## Requirement
Reproduce the listing below with every "tag" changed to "mark" and everything else left unchanged. Leave out the pictures.

## Dataset
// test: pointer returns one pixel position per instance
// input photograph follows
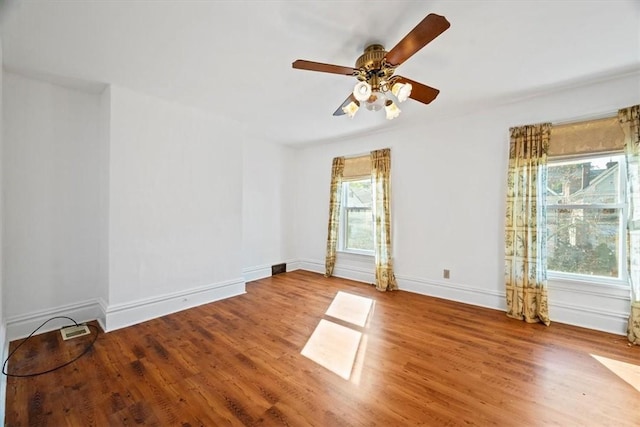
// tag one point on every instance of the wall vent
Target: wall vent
(278, 268)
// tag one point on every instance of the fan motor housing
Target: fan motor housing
(371, 63)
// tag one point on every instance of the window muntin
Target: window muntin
(356, 223)
(586, 219)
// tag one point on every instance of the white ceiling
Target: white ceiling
(234, 57)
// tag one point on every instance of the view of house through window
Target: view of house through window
(356, 222)
(586, 216)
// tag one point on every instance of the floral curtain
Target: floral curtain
(630, 122)
(380, 176)
(525, 228)
(334, 214)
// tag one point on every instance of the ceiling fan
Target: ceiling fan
(377, 85)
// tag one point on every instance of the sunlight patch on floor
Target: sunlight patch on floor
(341, 349)
(350, 308)
(334, 347)
(627, 371)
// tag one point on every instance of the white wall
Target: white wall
(175, 208)
(4, 344)
(448, 184)
(267, 207)
(51, 196)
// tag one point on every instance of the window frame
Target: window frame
(621, 206)
(342, 231)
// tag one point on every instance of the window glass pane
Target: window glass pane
(359, 194)
(583, 241)
(359, 229)
(586, 181)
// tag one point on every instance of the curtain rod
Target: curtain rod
(586, 118)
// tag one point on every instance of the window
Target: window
(356, 222)
(586, 219)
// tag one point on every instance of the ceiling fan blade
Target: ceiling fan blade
(427, 30)
(419, 92)
(301, 64)
(340, 111)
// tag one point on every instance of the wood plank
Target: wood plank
(237, 362)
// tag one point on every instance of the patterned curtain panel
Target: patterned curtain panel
(380, 175)
(630, 122)
(334, 214)
(525, 229)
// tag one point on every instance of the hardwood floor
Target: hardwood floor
(238, 362)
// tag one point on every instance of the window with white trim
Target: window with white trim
(586, 217)
(356, 222)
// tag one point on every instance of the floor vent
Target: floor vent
(278, 268)
(74, 332)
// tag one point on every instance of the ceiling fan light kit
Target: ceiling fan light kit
(377, 86)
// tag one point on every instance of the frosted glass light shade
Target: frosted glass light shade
(402, 91)
(392, 110)
(362, 91)
(351, 109)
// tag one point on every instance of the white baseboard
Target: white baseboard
(4, 353)
(453, 292)
(21, 326)
(256, 273)
(118, 316)
(589, 317)
(587, 313)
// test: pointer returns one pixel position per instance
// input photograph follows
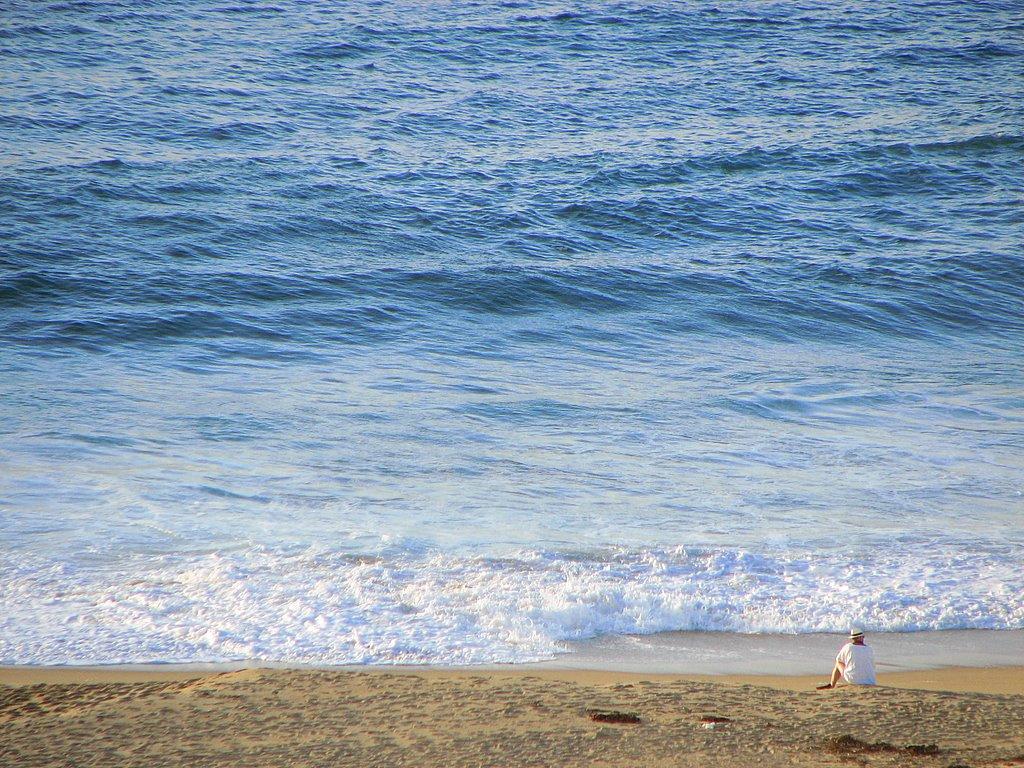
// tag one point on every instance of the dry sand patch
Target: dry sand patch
(258, 718)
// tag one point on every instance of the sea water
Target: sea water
(366, 332)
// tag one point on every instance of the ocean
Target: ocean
(453, 333)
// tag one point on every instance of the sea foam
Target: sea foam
(328, 607)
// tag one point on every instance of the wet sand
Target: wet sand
(499, 717)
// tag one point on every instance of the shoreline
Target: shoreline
(1005, 680)
(979, 660)
(396, 717)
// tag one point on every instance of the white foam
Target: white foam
(330, 607)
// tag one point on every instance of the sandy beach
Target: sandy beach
(514, 717)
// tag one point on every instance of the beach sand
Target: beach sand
(503, 717)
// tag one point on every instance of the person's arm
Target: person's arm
(841, 662)
(837, 673)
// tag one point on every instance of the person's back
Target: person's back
(858, 664)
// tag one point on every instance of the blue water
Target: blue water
(377, 332)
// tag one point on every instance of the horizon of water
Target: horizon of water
(376, 333)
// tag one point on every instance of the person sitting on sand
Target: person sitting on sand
(854, 664)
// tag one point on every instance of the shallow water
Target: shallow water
(345, 333)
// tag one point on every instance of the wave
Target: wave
(335, 607)
(798, 300)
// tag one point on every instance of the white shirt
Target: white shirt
(859, 664)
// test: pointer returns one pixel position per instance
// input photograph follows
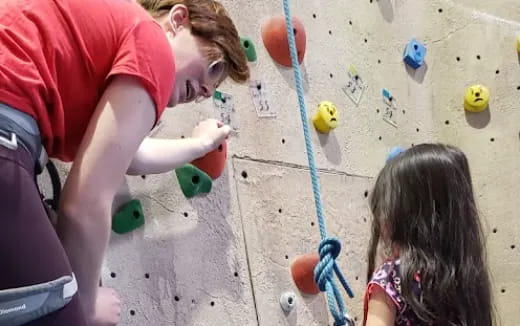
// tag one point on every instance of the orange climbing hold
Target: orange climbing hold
(302, 270)
(214, 162)
(274, 35)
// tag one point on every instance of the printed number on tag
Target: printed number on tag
(225, 108)
(258, 91)
(355, 86)
(390, 113)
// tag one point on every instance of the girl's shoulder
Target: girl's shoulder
(388, 278)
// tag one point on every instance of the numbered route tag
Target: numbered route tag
(390, 111)
(225, 108)
(355, 86)
(258, 91)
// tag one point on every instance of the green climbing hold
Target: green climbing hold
(193, 181)
(128, 217)
(249, 48)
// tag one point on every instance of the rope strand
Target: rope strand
(329, 248)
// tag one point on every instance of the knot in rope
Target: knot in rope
(324, 272)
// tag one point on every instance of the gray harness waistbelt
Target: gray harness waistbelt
(24, 304)
(17, 127)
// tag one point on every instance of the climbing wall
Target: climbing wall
(224, 258)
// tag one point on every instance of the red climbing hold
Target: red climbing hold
(274, 35)
(214, 162)
(302, 270)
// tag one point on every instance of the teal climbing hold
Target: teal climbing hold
(249, 48)
(128, 217)
(193, 181)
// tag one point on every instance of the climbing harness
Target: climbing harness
(24, 304)
(329, 248)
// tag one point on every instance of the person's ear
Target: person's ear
(179, 17)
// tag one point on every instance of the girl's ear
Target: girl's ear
(179, 17)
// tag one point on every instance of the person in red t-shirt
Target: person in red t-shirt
(94, 77)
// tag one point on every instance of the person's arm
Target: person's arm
(381, 309)
(123, 117)
(157, 155)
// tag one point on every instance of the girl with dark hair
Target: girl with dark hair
(427, 227)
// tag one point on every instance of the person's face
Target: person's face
(195, 77)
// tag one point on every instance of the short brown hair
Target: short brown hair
(210, 21)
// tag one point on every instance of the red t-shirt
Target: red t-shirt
(56, 57)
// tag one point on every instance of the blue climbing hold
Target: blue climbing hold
(414, 54)
(394, 152)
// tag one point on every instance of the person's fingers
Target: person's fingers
(225, 129)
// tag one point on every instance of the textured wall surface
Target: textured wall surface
(221, 259)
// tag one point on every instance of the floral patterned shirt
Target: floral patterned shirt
(388, 278)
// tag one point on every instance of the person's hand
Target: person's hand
(211, 134)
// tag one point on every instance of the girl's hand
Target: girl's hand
(211, 134)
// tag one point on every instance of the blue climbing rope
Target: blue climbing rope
(329, 248)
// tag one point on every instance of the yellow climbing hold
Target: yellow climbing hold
(326, 118)
(476, 98)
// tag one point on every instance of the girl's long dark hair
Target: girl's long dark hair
(423, 205)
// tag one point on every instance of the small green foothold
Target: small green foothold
(217, 95)
(128, 217)
(249, 48)
(193, 181)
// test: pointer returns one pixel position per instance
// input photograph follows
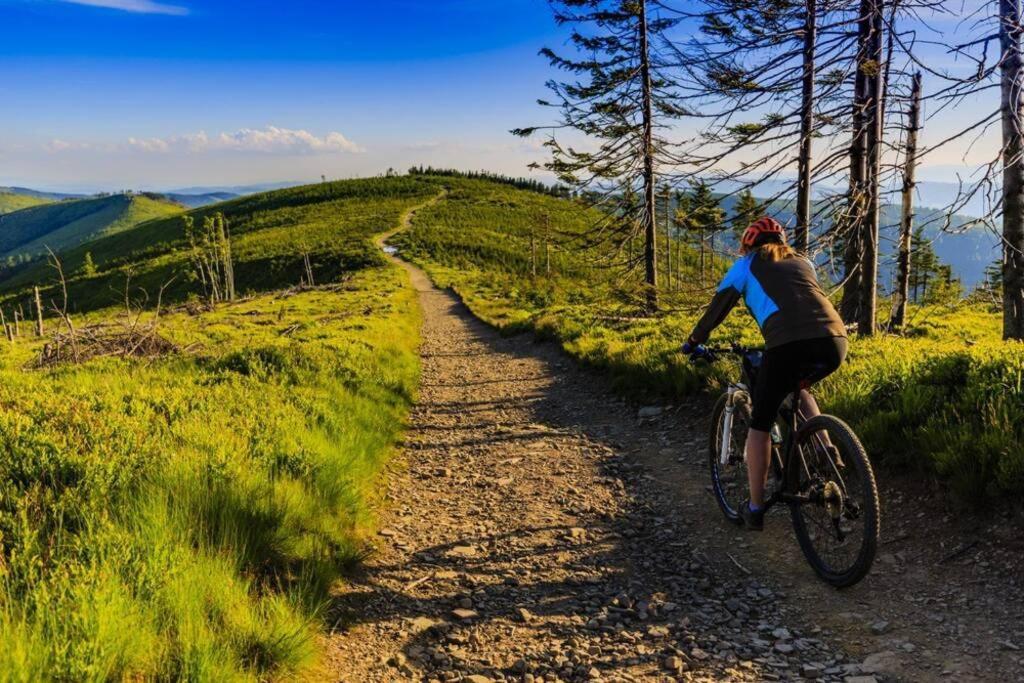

## Full output
// test: pointer returns one pixel position per instance
// input photograph follows
// mark one point on every instance of the wall vent
Target: wall vent
(278, 268)
// mark one point on every instance of the fan motor housing
Target: fan motor housing
(371, 63)
// mark one point on every instance of the window muntin
Target: window muntin
(356, 223)
(586, 219)
// mark one point on every instance of the white ceiling
Target: white ceiling
(234, 57)
// mark one point on every instance of the view of house through window
Target: view of house through window
(356, 222)
(586, 216)
// mark one point on every instance of the floral curtain
Target: floral curtain
(630, 122)
(380, 176)
(525, 228)
(334, 214)
// mark one point on every instance of the ceiling fan
Target: ceiling fan
(377, 85)
// mark one point on every instance of the sunlight patch on floor
Target: sunlight patch on floor
(341, 349)
(350, 308)
(334, 347)
(627, 371)
// mark one point on every instance of the white wall
Target: white wall
(175, 208)
(4, 344)
(448, 184)
(267, 207)
(51, 196)
// mark one point on every instance of the window frame
Target: window frame
(621, 206)
(342, 231)
// mark one point on every instance of the window glass pane
Target: window glass pane
(359, 194)
(583, 241)
(359, 229)
(586, 181)
// mark one point on every instance of the curtain rod
Target: curtain rod
(586, 118)
// mark one point on every instance of the window
Target: window
(356, 222)
(586, 219)
// mark one point on every instance of the ceiling fan blade
Target: ceiling fan blade
(427, 30)
(419, 92)
(301, 64)
(340, 111)
// mark one point on every instance of the wood plank
Target: wood plank
(237, 362)
// mark one point on every instance of the patterned curtain panel
Target: patterned curtain panel
(380, 175)
(630, 122)
(334, 214)
(525, 229)
// mark one point on every instance of the hardwood floor
Target: hardwood floor
(238, 362)
// mark one point on every instance of the window with white trim
Target: window with white trim
(586, 217)
(356, 222)
// mark one point on every instance of the floor vent
Target: floor vent
(278, 268)
(74, 332)
// mark one point on every instance of the ceiling fan light kit
Target: ceiling fan light kit
(377, 86)
// mark one point on every instance of the frosted glass light shade
Target: frosted glass light shade
(402, 91)
(392, 110)
(362, 91)
(351, 109)
// mark one point on every instance of the white baseboard
Target: white baseboard
(4, 353)
(453, 292)
(21, 326)
(256, 273)
(118, 316)
(589, 317)
(587, 313)
// test: pointer returns one pixel position per instance
// input photograph follows
// mark one point on every instance of the dry sand patch
Target: dry sand patch
(258, 718)
// mark one point on every instance of the sea water
Target: sea water
(366, 332)
// mark one point on every instance of the ocean
Target: ocean
(453, 333)
// mark one point on every instance of the sea foam
Target: sea foam
(328, 607)
// mark one point on every instance of the wet sand
Target: wet sand
(499, 717)
// mark one point on every instance of the shoreline
Target: shoreline
(1005, 680)
(979, 660)
(396, 717)
// mark one point on every instance of the white foam
Target: white foam
(330, 607)
// mark one point on every instance of the sandy beach
Target: sandy beach
(514, 717)
// mark one point on every instance of the beach sand
Target: beach sand
(503, 717)
// mark one point on every instance of the person's arm
Target: person's arm
(841, 662)
(837, 673)
// mark one point on every instance of the person's back
Target: person's back
(858, 664)
// mark one point on every instance of the blue water
Target: blue water
(377, 332)
// mark one point on every instance of the horizon of water
Target: horizon of water
(376, 333)
// mark one point on every instance of the person sitting on sand
Target: person sitting on sand
(854, 664)
// mark one point on every instance of the shallow water
Target: shallow water
(345, 333)
// mark one point on every instance of the wave
Target: wave
(335, 607)
(798, 300)
// mark one point on every instance of the white shirt
Target: white shirt
(859, 664)
// test: pointer returns one pixel position per instance
// input photograph follows
// mark one point on every instance of the orange climbing hold
Target: orange climbing hold
(302, 270)
(214, 162)
(274, 35)
// mark one point on every instance of the printed number on mark
Target: printed number on mark
(225, 108)
(258, 91)
(355, 86)
(390, 113)
// mark one point on every instance of the girl's shoulder
Target: girl's shoulder
(388, 278)
// mark one point on every instance of the numbered route mark
Target: numbered route mark
(390, 111)
(225, 108)
(355, 86)
(258, 91)
// mark one point on every instance of the green climbing hold
Target: green climbing hold
(193, 181)
(128, 217)
(249, 48)
// mark one point on every instance of the rope strand
Target: rope strand
(329, 248)
// mark one point on every instance of the knot in rope
Target: knot in rope
(324, 272)
// mark one point on every instance of the gray harness waistbelt
Target: gray harness waistbelt
(24, 304)
(17, 127)
// mark one point on every instance of the climbing wall
Target: climbing wall
(224, 258)
// mark one point on every instance of the red climbing hold
Target: red climbing hold
(274, 35)
(214, 162)
(302, 270)
// mark one point on every instance of the teal climbing hold
Target: teal climbing hold
(249, 48)
(128, 217)
(193, 181)
// mark one point on every instance of the climbing harness
Target: climbing harness
(24, 304)
(329, 248)
// mark one point on every instance of the person's ear
Target: person's ear
(179, 17)
// mark one point on every instance of the girl's ear
Target: girl's ear
(179, 17)
// mark one point on every instance of the person in red t-shirt
Target: person in red t-shirt
(94, 77)
// mark one point on every instance of the person's arm
Target: person's arm
(381, 309)
(123, 117)
(157, 155)
// mark one point on every instance of the girl with dark hair
Target: girl with dark hair
(427, 227)
// mark one point on every instance of the person's face
Target: person's face
(195, 77)
// mark one point on every instance of the short brown hair
Target: short brown hair
(210, 21)
// mark one point on every instance of the red t-shirt
Target: red t-shirt
(56, 57)
// mark one point on every instance of the blue climbing hold
Target: blue climbing hold
(414, 54)
(394, 152)
// mark one point on every instance of the person's fingers
Target: person's fingers
(225, 129)
// mark one point on every instance of the textured wall surface
Target: textured wall surface
(221, 259)
// mark one point on every instance of the floral patterned shirt
Target: floral patterned shirt
(388, 278)
// mark one point on every instance of the person's hand
Target: person's hand
(211, 134)
// mark one point on every instance of the girl's hand
Target: girl's hand
(211, 134)
// mark one point on every instance of the blue climbing rope
Target: blue climbing rope
(329, 248)
// mark one point on every instance of the yellow climbing hold
Target: yellow climbing hold
(326, 118)
(476, 98)
// mark one point on every instance of the girl's long dark hair
Target: girl's long dark hair
(423, 205)
// mark one point on every instance of the small green foothold
Target: small green foothold
(217, 95)
(128, 217)
(249, 48)
(193, 181)
// test: pointer returns one pixel position per instance
// input photograph follows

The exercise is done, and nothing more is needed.